--- Begin EXCERPT TO READ ---

Web lists-archives.com

Re: [PATCH 0/3] Make add_missing_tags() linear




On 10/31/2018 2:04 AM, Elijah Newren wrote:
> On Tue, Oct 30, 2018 at 7:16 AM Derrick Stolee via GitGitGadget
> <gitgitgadget@xxxxxxxxx> wrote:
>>
>> As reported earlier [1], the add_missing_tags() method in remote.c has
>> quadratic performance. Some of that performance is curbed due to the
>> generation-number cutoff in in_merge_bases_many(). However, that fix doesn't
>> help users without a commit-graph, and it can still be painful if that
>> cutoff is sufficiently low compared to the tags we are using for
>> reachability testing.
>>
>> Add a new method in commit-reach.c called get_reachable_subset() which does
>> a many-to-many reachability test. Starting at the 'from' commits, walk until
>> the generation is below the smallest generation in the 'to' commits, or all
>> 'to' commits have been discovered. This performs only one commit walk for
>> the entire add_missing_tags() method, giving linear performance in the worst
>> case.
>>
>> Tests are added in t6600-test-reach.sh to ensure get_reachable_subset()
>> works independently of its application in add_missing_tags().
>
> On the original repo where the topic was brought up, with commit-graph
> NOT turned on and using origin/master, I see:
>
> $ time git push --dry-run --follow-tags /home/newren/repo-mirror
> To /home/newren/repo-mirror
>  * [new branch]       test5 -> test5
>
> real 1m20.081s
> user 1m19.688s
> sys 0m0.292s
>
> Merging this series in, I now get:
>
> $ time git push --dry-run --follow-tags /home/newren/repo-mirror
> To /home/newren/repo-mirror
>  * [new branch]       test5 -> test5
>
> real 0m2.857s
> user 0m2.580s
> sys 0m0.328s
>
> which provides a very nice speedup.
>
> Oddly enough, if I _also_ do the following:
> $ git config core.commitgraph true
> $ git config gc.writecommitgraph true
> $ git gc
>
> then my timing actually slows down just slightly:
> $ time git push --follow-tags --dry-run /home/newren/repo-mirror
> To /home/newren/repo-mirror
>  * [new branch]          test5 -> test5
>
> real 0m3.027s
> user 0m2.696s
> sys 0m0.400s

So you say that the commit-graph is off in the 2.8s case, but not here
in the 3.1s case? I would expect _at minimum_ that the cost of parsing
commits would have a speedup in the commit-graph case.  There may be
something else going on here, since you are timing a `push` event that
is doing more than the current walk.

> (run-to-run variation seems pretty consistent, < .1s variation, so
> this difference is just enough to notice.)  I wouldn't be that
> surprised if that means there's some really old tags with very small
> generation numbers, meaning it's not gaining anything in this special
> case from the commit-graph, but it does pay the cost of loading the
> commit-graph.

--- End EXCERPT TO READ ---
--- Begin DATASET ENTRIES ---

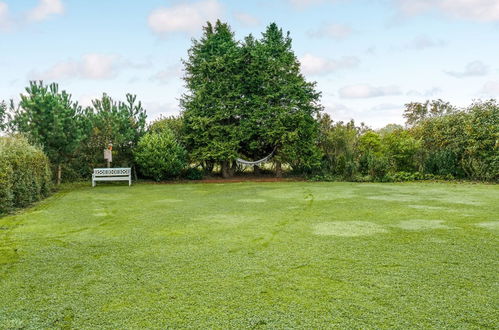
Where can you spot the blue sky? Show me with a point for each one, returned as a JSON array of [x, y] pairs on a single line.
[[369, 57]]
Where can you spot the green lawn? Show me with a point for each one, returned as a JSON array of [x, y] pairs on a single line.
[[243, 255]]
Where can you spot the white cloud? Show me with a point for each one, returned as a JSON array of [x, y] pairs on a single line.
[[157, 110], [45, 9], [165, 76], [5, 22], [184, 17], [90, 66], [476, 10], [315, 65], [246, 19], [306, 3], [424, 42], [472, 69], [362, 91], [427, 93], [490, 88], [333, 31]]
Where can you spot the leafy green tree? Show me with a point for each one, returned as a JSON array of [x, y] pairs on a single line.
[[50, 118], [338, 143], [212, 103], [415, 112], [120, 123], [401, 148], [159, 155], [280, 106], [3, 116]]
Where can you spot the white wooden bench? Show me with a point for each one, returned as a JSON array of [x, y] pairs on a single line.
[[112, 174]]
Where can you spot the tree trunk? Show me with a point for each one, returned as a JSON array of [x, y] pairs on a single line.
[[208, 166], [59, 174], [225, 169], [278, 169], [233, 168]]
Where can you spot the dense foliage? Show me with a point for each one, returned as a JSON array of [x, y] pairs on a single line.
[[119, 123], [25, 175], [160, 156], [462, 144], [49, 118], [248, 99]]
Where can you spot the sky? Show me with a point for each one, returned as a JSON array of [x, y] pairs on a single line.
[[368, 57]]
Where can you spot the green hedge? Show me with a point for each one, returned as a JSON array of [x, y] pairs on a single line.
[[25, 175]]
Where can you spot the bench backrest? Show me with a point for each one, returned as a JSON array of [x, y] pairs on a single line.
[[112, 171]]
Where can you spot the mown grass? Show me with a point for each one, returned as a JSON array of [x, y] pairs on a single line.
[[245, 255]]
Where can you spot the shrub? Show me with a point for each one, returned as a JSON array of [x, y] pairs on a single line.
[[160, 156], [194, 173], [25, 175]]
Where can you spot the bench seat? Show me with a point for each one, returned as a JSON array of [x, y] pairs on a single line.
[[112, 174]]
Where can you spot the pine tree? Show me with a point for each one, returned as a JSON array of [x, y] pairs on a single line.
[[280, 106], [212, 103], [52, 120]]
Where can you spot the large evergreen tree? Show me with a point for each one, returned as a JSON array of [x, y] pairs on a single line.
[[50, 119], [211, 106], [280, 106]]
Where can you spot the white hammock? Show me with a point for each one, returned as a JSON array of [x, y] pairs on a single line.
[[257, 162]]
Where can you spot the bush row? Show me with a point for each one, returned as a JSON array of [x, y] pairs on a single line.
[[25, 175]]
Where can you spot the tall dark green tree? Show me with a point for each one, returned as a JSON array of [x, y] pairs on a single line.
[[280, 106], [3, 115], [121, 123], [211, 105], [48, 117]]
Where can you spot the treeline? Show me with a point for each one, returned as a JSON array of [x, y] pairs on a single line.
[[438, 142], [248, 99]]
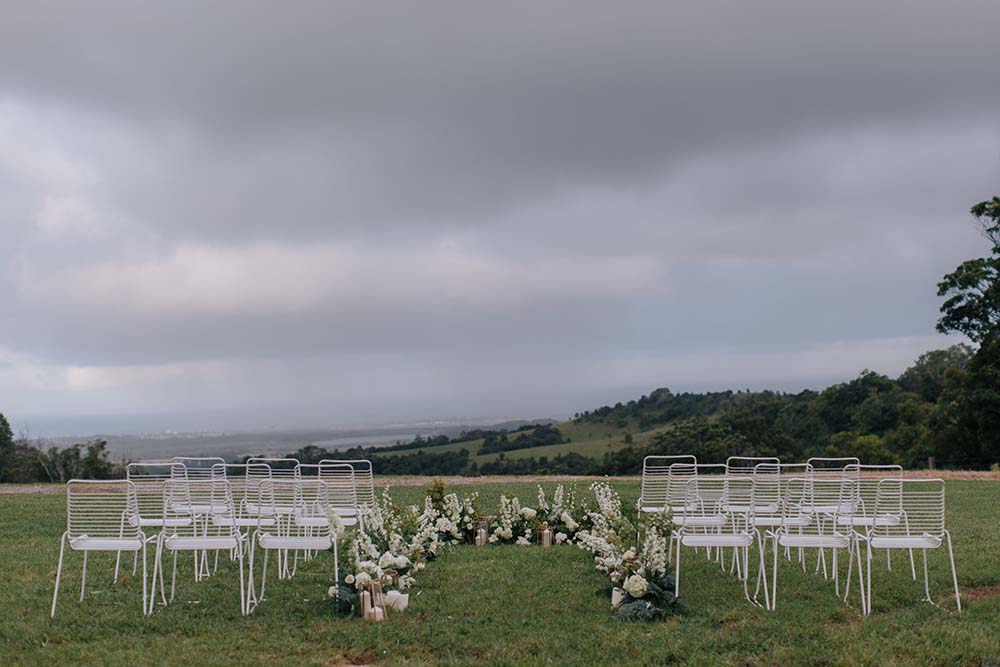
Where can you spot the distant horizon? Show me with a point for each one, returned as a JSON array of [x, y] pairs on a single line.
[[139, 424]]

--- End DATASET ENTRIES ---

_EXERCISE INSTRUCTIONS_.
(a) Based on the patch discussion, mark each statement yes or no and quote the words that decide it: (i) get_reachable_subset() is added in commit-reach.c. (ii) Before the series was merged, the dry-run push with commit-graph off took more than a minute of real time. (iii) The run-to-run variation in the timings was more than one second.
(b) In the patch discussion, list every "real" time reported for the dry-run push.
(c) According to the patch discussion, in which file are the tests for get_reachable_subset() added?

_SOLVED PROBLEMS_.
(a)
(i) Yes: "Add a new method in commit-reach.c called get_reachable_subset()"
(ii) Yes: "real 1m20.081s"
(iii) No: "< .1s variation"

(b)
1m20.081s
0m2.857s
0m3.027s

(c) t6600-test-reach.sh